__What is asked__:
Omit all images. Transcribe the rest of the material below exactly.

(Photo object pointing records)
[START]

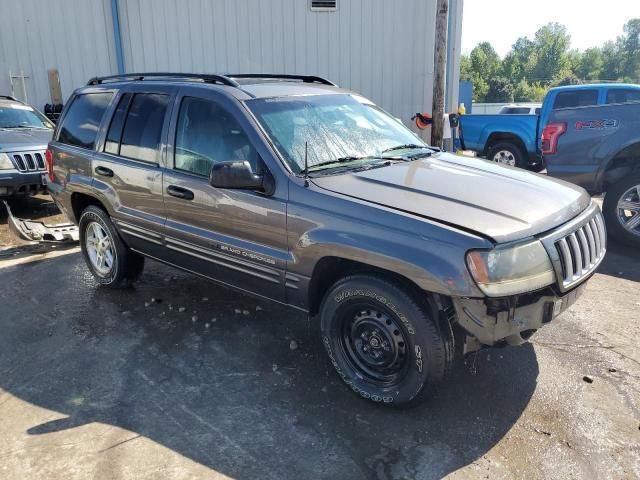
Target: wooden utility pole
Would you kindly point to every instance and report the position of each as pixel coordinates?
(439, 67)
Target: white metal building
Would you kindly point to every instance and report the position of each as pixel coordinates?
(380, 48)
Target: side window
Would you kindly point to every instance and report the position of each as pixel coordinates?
(112, 143)
(143, 127)
(618, 95)
(577, 98)
(206, 133)
(81, 122)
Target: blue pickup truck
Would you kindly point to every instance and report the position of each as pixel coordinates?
(586, 134)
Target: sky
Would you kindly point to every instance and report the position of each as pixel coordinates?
(501, 22)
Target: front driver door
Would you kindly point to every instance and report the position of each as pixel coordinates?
(237, 237)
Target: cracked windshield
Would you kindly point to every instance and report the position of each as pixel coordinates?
(338, 130)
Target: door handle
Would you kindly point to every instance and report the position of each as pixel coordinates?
(104, 171)
(180, 192)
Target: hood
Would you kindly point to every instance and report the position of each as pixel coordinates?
(498, 202)
(16, 139)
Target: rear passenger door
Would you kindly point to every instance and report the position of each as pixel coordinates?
(76, 137)
(234, 236)
(128, 166)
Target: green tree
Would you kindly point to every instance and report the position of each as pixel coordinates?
(568, 79)
(630, 43)
(612, 62)
(483, 63)
(551, 45)
(500, 90)
(591, 64)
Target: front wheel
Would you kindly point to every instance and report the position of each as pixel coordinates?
(621, 209)
(111, 262)
(386, 345)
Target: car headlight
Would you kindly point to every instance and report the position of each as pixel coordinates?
(5, 162)
(512, 269)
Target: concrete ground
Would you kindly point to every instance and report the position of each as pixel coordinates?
(179, 378)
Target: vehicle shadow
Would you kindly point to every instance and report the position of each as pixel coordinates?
(250, 395)
(621, 261)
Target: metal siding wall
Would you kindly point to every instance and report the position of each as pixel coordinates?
(379, 48)
(74, 36)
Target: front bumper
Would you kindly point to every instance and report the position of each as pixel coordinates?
(14, 182)
(510, 320)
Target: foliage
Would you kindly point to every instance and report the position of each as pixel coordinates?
(500, 91)
(534, 65)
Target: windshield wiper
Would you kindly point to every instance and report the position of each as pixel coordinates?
(337, 162)
(406, 146)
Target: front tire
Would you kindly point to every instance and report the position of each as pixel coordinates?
(621, 210)
(386, 345)
(507, 153)
(110, 261)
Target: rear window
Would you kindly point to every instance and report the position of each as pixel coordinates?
(515, 110)
(82, 121)
(143, 127)
(623, 96)
(577, 98)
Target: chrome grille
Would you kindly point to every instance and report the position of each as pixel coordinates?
(582, 250)
(29, 161)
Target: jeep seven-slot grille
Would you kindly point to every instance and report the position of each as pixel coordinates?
(582, 250)
(29, 162)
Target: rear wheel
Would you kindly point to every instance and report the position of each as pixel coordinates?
(621, 210)
(386, 345)
(111, 262)
(507, 153)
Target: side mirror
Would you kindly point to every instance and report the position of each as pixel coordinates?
(235, 174)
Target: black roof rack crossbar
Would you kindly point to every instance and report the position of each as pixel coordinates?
(276, 76)
(206, 78)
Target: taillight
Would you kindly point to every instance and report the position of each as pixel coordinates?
(48, 156)
(550, 135)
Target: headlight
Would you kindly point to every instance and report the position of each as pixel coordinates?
(510, 270)
(5, 162)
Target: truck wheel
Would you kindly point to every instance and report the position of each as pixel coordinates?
(621, 210)
(386, 346)
(507, 153)
(110, 261)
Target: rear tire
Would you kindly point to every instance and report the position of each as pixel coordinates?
(507, 153)
(624, 223)
(385, 344)
(110, 261)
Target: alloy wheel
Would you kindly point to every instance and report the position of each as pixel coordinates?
(99, 248)
(505, 157)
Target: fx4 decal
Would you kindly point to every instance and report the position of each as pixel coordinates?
(596, 124)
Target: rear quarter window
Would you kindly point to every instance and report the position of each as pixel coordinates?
(81, 123)
(142, 131)
(576, 98)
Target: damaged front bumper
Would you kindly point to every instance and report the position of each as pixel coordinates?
(33, 230)
(510, 320)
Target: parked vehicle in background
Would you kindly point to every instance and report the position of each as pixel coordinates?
(294, 190)
(24, 134)
(516, 139)
(521, 109)
(591, 138)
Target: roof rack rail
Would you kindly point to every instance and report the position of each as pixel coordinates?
(206, 78)
(277, 76)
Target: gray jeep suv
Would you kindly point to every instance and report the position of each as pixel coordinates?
(24, 134)
(297, 191)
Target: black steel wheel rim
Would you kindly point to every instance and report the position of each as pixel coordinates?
(374, 343)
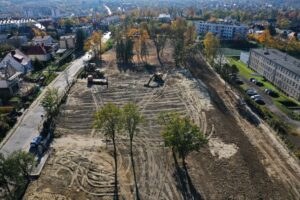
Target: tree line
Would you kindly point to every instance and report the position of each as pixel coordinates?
(179, 133)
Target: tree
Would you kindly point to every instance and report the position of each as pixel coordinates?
(109, 120)
(181, 134)
(37, 65)
(132, 118)
(178, 30)
(94, 43)
(124, 50)
(15, 173)
(50, 102)
(159, 37)
(143, 44)
(211, 46)
(80, 37)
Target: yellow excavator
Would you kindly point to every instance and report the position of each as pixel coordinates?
(157, 78)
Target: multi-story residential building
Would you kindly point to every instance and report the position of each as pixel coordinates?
(39, 52)
(67, 42)
(224, 30)
(43, 40)
(8, 24)
(18, 60)
(279, 68)
(9, 81)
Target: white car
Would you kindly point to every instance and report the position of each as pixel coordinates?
(255, 97)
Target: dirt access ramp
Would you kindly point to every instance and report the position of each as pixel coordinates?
(282, 168)
(231, 166)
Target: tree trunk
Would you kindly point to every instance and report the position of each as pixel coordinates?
(134, 175)
(158, 56)
(116, 197)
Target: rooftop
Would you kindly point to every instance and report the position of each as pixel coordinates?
(228, 23)
(290, 63)
(41, 38)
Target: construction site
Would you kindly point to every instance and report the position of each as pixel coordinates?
(240, 161)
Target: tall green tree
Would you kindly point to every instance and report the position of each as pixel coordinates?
(211, 46)
(15, 173)
(94, 43)
(178, 30)
(132, 118)
(80, 37)
(50, 102)
(109, 120)
(124, 50)
(181, 134)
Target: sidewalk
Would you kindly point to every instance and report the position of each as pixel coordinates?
(27, 127)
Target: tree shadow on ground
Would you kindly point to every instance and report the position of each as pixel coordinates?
(151, 69)
(184, 182)
(197, 68)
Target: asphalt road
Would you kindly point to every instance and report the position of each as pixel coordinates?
(28, 125)
(271, 106)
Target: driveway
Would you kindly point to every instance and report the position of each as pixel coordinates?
(29, 124)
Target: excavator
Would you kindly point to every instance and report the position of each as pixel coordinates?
(97, 78)
(157, 78)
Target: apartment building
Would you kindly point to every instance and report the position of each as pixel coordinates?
(224, 30)
(8, 24)
(67, 42)
(279, 68)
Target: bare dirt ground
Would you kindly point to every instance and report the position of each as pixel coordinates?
(240, 162)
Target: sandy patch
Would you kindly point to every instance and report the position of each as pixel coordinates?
(220, 149)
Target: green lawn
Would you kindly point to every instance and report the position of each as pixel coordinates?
(248, 73)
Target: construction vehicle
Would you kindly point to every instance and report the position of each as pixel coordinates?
(157, 78)
(97, 78)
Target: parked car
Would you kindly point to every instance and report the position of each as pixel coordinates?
(239, 82)
(36, 141)
(258, 83)
(257, 96)
(259, 101)
(271, 92)
(251, 92)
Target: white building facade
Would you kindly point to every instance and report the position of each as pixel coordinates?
(278, 68)
(224, 30)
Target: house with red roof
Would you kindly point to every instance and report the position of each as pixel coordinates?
(39, 52)
(18, 60)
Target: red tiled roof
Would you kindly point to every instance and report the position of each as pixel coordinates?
(36, 50)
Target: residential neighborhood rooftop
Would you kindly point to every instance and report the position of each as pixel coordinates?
(284, 60)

[END]

__Result for this task__:
Target: wooden utility pole
Would you kindly point to every instance and report the position of each as pixel coordinates?
(439, 67)
Target: white metal building
Would you kindly point to every instance and report the position of each as pixel coordinates?
(380, 48)
Target: side window
Would you kindly point to every instance and report the position of each as pixel coordinates?
(112, 143)
(143, 127)
(618, 95)
(577, 98)
(206, 133)
(81, 122)
Target: blue pickup truck
Would you kindly point to every instance and report the position of each as pixel coordinates?
(586, 134)
Target: sky
Would you kindly point to every instance and report the position of each as pixel coordinates?
(501, 22)
Target: front driver door
Would you kindly point to every instance and report the position of each as pixel coordinates?
(237, 237)
Target: cracked windshield
Would you kindly point to every instance and report the position of each as pixel coordinates?
(338, 130)
Target: door handle
Would you kindly point to every instance and report the position of each as pixel coordinates?
(104, 171)
(180, 192)
Target: hood
Would you kindly point to every instance and report the position of each as pixel coordinates?
(498, 202)
(16, 139)
Target: rear passenger door
Would you kindly point to every instance and report the position of each as pixel coordinates?
(76, 137)
(234, 236)
(128, 166)
Target: green tree
Would you kindly point to every instance and report the position of each as pixel coordinates?
(568, 79)
(630, 43)
(612, 62)
(483, 63)
(551, 45)
(500, 90)
(591, 64)
Target: front wheel
Would you kindly point to every instance and report the position of each as pixel coordinates?
(621, 209)
(111, 262)
(386, 345)
Target: car headlight
Would you kindly point to every instance and report the position of each as pixel coordinates?
(5, 162)
(512, 269)
Target: concrete ground
Would you kindly point to every instance and report the position of each as pixel coordinates?
(179, 378)
Target: vehicle shadow
Would you kindly point to every instance and report the position of each as pixel coordinates?
(250, 395)
(621, 261)
Target: metal siding wall
Would you kindly point to every instance and report the position of each as pixel coordinates?
(379, 48)
(74, 36)
Target: front bumper
Would you kindly point to every instance and report the position of each as pixel coordinates?
(14, 182)
(510, 320)
Target: foliage
Would you kindly point to every instance and report the position of each as pixel coordinates?
(500, 91)
(534, 65)
Target: windshield wiper
Would you kindly point to every instance and report the position of each as pixel coordinates?
(337, 162)
(406, 146)
Target: front tire
Would you kindly point to every instance and report the position of each as pixel coordinates?
(621, 210)
(386, 345)
(507, 153)
(110, 261)
Target: rear window
Would you kindly point to every instance and report the position of each as pixel coordinates?
(515, 110)
(82, 121)
(143, 127)
(623, 96)
(577, 98)
Target: chrome grille
Would you kindly point to every instance and report the position of each as pixel coordinates?
(582, 250)
(29, 161)
Target: jeep seven-slot grille
Would you kindly point to every instance and report the position of each as pixel coordinates?
(582, 250)
(29, 162)
Target: rear wheel
Would you kindly point to every instance and report the position of each as pixel coordinates?
(621, 210)
(386, 345)
(111, 262)
(507, 153)
Target: side mirror
Would you kindly point to every instance and report the position of each as pixel coordinates?
(235, 174)
Target: black roof rack crossbar
Would you kindly point to every instance and report the position of each as pixel coordinates?
(276, 76)
(206, 78)
Target: taillight
Would you kindly point to every instance and report the position of each as pixel coordinates?
(48, 156)
(550, 135)
Target: headlight
Would you kindly point to every instance and report the position of each as pixel coordinates?
(510, 270)
(5, 162)
Target: truck wheel
Would you kindly point to every instance and report the position of each as pixel coordinates?
(621, 210)
(386, 346)
(507, 153)
(110, 261)
Target: rear tire
Would you kindly point to every instance and report the position of each as pixel coordinates?
(507, 153)
(624, 223)
(385, 344)
(110, 261)
Target: alloy wheel
Would you kindly point to every instance and report the position of each as pixel coordinates?
(99, 248)
(505, 157)
Target: fx4 decal
Would you kindly point to every instance and report the position of each as pixel coordinates?
(596, 124)
Target: rear quarter window
Would you kindly point to every instance and report the position of each as pixel coordinates?
(81, 123)
(142, 131)
(576, 98)
Target: damaged front bumper
Would you kindly point to every instance and report the position of each as pixel coordinates?
(33, 230)
(510, 320)
Target: parked vehicle in background
Would you kindly point to every instance and report the position of each as pixel coordinates?
(294, 190)
(24, 134)
(516, 139)
(521, 109)
(591, 138)
Target: roof rack rail
Would you kindly point to every instance and report the position of each as pixel coordinates?
(206, 78)
(277, 76)
Target: gray jeep suv
Would you kindly point to every instance and report the position of each as pixel coordinates?
(24, 134)
(297, 191)
Target: black steel wheel rim
Would you kindly point to every instance and report the position of each as pixel coordinates?
(374, 343)
Target: tree line
Would you kindly point to every instance and report the position of each as pixel coordinates?
(179, 133)
Target: tree
Would you kindly point to every instance and report the position of each as pixel coordinates?
(109, 120)
(181, 134)
(37, 65)
(132, 118)
(178, 30)
(94, 43)
(124, 50)
(15, 173)
(50, 102)
(159, 37)
(143, 44)
(211, 46)
(80, 37)
Target: yellow excavator
Would you kindly point to every instance and report the position of each as pixel coordinates?
(157, 78)
Target: multi-story residential building
Would you kindly point to every instance and report the position of each as pixel coordinates?
(39, 52)
(67, 42)
(224, 30)
(43, 40)
(8, 24)
(18, 60)
(279, 68)
(9, 81)
Target: white car
Would you kindly point to every instance and report the position of each as pixel coordinates?
(255, 97)
Target: dirt access ramp
Would you kindly point to every instance and report the position of each as pixel coordinates?
(282, 168)
(231, 166)
Target: tree trunk
Would you kindly point to every instance and report the position of each as pixel coordinates?
(134, 175)
(158, 56)
(116, 197)
Target: rooftop
Would you kindly point to every instance and report the position of each as pixel coordinates?
(228, 23)
(290, 63)
(41, 38)
Target: construction site
Would you kindly point to every instance and report the position of each as pixel coordinates?
(240, 161)
Target: tall green tree
Would you kindly point to every instance and report the position of each as pixel coordinates?
(211, 46)
(15, 173)
(94, 43)
(178, 30)
(132, 118)
(80, 37)
(50, 102)
(109, 120)
(124, 50)
(181, 134)
Target: sidewalk
Would you kindly point to every instance and report the position of each as pixel coordinates?
(27, 127)
Target: tree shadow on ground
Would you kindly point to every instance and report the position of each as pixel coordinates?
(151, 69)
(184, 182)
(197, 68)
Target: asphalt road
Would you kindly point to every instance and report the position of each as pixel coordinates?
(28, 125)
(271, 106)
Target: driveway
Would you kindly point to every instance and report the position of each as pixel coordinates?
(29, 124)
Target: excavator
Would you kindly point to every instance and report the position of each as pixel coordinates?
(97, 78)
(157, 78)
Target: apartment building
Would you kindly point to every instance and report the position of each as pixel coordinates?
(224, 30)
(8, 24)
(67, 42)
(279, 68)
Target: bare dirt ground
Would you kindly point to every instance and report the position of each as pixel coordinates?
(240, 162)
Target: sandy patch
Would you kindly point to every instance and report the position of each as pixel coordinates?
(220, 149)
Target: green lawn
Would you kindly point to every instance and report the position of each as pixel coordinates?
(248, 73)
Target: construction vehicle
Would you kindly point to every instance and report the position of each as pixel coordinates?
(157, 78)
(97, 78)
Target: parked car
Would you kindly point to every instance and report the position of each as pixel coordinates?
(239, 82)
(36, 141)
(258, 83)
(257, 96)
(259, 101)
(271, 92)
(251, 92)
Target: white building facade
Would you kindly point to every instance and report the position of each as pixel coordinates?
(278, 68)
(224, 30)
Target: house with red roof
Would you kindly point to every instance and report the position of each as pixel coordinates?
(39, 52)
(18, 60)
Target: red tiled roof
Would you kindly point to every instance and report the position of each as pixel coordinates?
(36, 50)
Target: residential neighborhood rooftop
Would you kindly point to every instance and report the position of each as pixel coordinates?
(284, 60)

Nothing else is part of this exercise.